(TAREFA 1)
Responda, com base no texto sobre o Sermão da Montanha:
(a) Que proposta, dada pelo Nazareno, é descrita no primeiro parágrafo?
(b) O que o fariseu coa e o que engole?
(c) Com quem o discípulo é comparado ao encontrar o país das maravilhas?

(TEXTO SELECIONADO)
####################

No sermão da montanha, você é discípulo ou pecador; fariseu ou hipócrita, não há como fugir das lentes do Cristo, não há caminho mais fácil, nem estrada larga. Tudo é difícil, pois a realidade da própria natureza pecaminosa invade o ser brutalmente sem meias palavras. E isso é uma proposta dada pelo Nazareno, um mundo virado de cabeça pra cima, e isso não é para todos. Pois, nem todos tem a coragem e a vontade de segui-Lo nessas condições.

Ter a identidade revelada requer coragem, pois além do hipócrita, o fariseu que habita no religioso também surge, ele lida com as leis, sabe todos os tis e virgulas, coa mosquitos e engole camelos (Mt23:24),manipula e burla leis para parecer santo. Quando Jesus profere o sermão, ele retira toda proteção religiosa do fariseu, despindo toda concepção do que é ser um seguidor de Cristo, fazendo-o enxergar sua natureza verdadeira — um mero pecador sem esperança.

Mas em meio à brutal realidade do ser, o desespero parece sucumbir o discípulo, quando a desesperança parece inundar a alma abatida, ele encontra, como Alice quando cai no buraco do coelho, o pais das maravilhas. Jesus começa a falar desse lugar especial - O reino dos céus, “onde traça e a ferrugem não consomem”(6.19), onde não há preocupação com o que comer, beber e vestir (6.31), nem com o dia de amanhã (6.34) e descobrimos um Pai que já sabe de tudo que precisamos (6.32). e o principal, o futuro não deve ser temido, pois não é possível mudar um fio branco em preto(5.36), nem acrescentar uma hora sequer à vida (6.27). Tudo isso é esforço inútil para controlar a vida, e aqueles que são filhos do Pai do céu, já aceitaram que estão sob seus cuidados e o que resta é aceitar que “cada dia trará seu próprio mal”(6.34).

####################

(REGISTROS FORNECIDOS)

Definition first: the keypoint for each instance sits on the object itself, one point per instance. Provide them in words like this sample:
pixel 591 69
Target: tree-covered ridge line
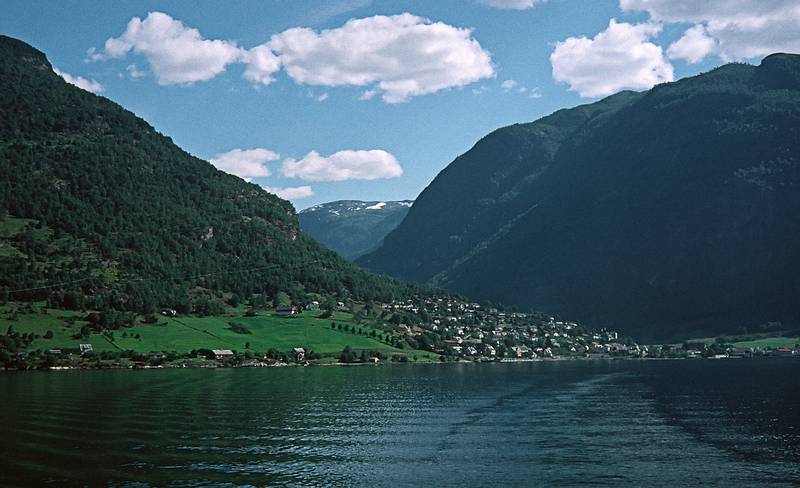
pixel 96 199
pixel 668 213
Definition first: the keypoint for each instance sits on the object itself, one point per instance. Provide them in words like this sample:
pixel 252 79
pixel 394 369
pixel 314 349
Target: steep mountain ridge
pixel 666 213
pixel 99 209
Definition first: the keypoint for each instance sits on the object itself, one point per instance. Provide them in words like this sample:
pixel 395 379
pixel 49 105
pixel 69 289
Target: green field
pixel 183 334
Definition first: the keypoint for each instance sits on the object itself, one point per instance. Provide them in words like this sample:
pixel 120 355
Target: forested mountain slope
pixel 97 209
pixel 667 212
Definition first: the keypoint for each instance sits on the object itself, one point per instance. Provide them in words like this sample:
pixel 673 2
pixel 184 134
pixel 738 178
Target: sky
pixel 370 99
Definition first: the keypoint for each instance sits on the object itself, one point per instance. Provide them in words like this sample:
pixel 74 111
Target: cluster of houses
pixel 472 331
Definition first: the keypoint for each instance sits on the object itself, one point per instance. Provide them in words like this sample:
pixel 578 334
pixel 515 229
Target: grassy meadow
pixel 186 333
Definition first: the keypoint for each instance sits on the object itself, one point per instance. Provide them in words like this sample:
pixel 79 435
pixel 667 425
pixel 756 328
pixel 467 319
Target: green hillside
pixel 100 211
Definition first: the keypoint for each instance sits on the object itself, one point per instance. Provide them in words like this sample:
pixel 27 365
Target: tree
pixel 281 299
pixel 347 355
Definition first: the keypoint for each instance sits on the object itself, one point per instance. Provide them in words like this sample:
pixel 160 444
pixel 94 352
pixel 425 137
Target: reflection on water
pixel 567 423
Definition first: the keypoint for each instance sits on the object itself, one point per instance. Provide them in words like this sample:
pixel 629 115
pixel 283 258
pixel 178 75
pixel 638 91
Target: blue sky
pixel 375 108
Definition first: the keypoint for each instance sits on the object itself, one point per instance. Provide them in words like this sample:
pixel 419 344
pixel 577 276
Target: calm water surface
pixel 664 423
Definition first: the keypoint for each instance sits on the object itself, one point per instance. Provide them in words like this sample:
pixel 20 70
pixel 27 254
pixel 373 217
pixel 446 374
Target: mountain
pixel 353 227
pixel 97 209
pixel 666 213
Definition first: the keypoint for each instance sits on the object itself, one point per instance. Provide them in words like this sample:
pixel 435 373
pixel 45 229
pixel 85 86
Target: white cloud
pixel 508 85
pixel 245 163
pixel 292 192
pixel 368 95
pixel 81 82
pixel 401 56
pixel 343 165
pixel 619 57
pixel 134 72
pixel 693 46
pixel 742 29
pixel 511 4
pixel 261 65
pixel 177 54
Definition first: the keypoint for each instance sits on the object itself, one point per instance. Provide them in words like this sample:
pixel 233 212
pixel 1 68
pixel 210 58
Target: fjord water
pixel 668 423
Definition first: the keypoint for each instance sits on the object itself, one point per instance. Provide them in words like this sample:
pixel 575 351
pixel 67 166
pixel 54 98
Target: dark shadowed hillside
pixel 99 210
pixel 668 212
pixel 353 227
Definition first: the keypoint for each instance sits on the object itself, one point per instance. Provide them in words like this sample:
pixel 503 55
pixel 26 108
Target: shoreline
pixel 339 364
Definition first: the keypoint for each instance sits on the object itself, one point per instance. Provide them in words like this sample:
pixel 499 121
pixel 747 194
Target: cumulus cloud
pixel 401 56
pixel 693 46
pixel 511 4
pixel 619 57
pixel 508 85
pixel 261 65
pixel 245 163
pixel 134 72
pixel 177 54
pixel 81 82
pixel 292 192
pixel 398 56
pixel 343 165
pixel 741 29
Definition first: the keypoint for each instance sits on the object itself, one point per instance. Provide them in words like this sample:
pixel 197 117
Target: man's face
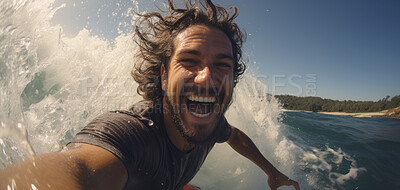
pixel 199 81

####################

(TAREFA 2) Transcreva as linhas dos registros desde o início até a linha que contém "pixel 667 212", incluída esta, deixando as imagens de fora.

(RESPOSTA COMPLETA 1)
(a) Um mundo virado de cabeça pra cima.
(b) Coa mosquitos e engole camelos.
(c) Com Alice, quando cai no buraco do coelho.

(RESPOSTA COMPLETA 2)
Definition first: the keypoint for each instance sits on the object itself, one point per instance. Provide them in words like this sample:
pixel 591 69
Target: tree-covered ridge line
pixel 96 199
pixel 668 213
Definition first: the keypoint for each instance sits on the object itself, one point per instance. Provide them in words like this sample:
pixel 252 79
pixel 394 369
pixel 314 349
Target: steep mountain ridge
pixel 666 213
pixel 99 209
Definition first: the keypoint for each instance sits on the object itself, one point per instance. Provide them in words like this sample:
pixel 395 379
pixel 49 105
pixel 69 289
Target: green field
pixel 183 334
Definition first: the keypoint for each instance sits on the object itself, one point per instance. Provide them in words like this sample:
pixel 120 355
Target: forested mountain slope
pixel 97 209
pixel 667 212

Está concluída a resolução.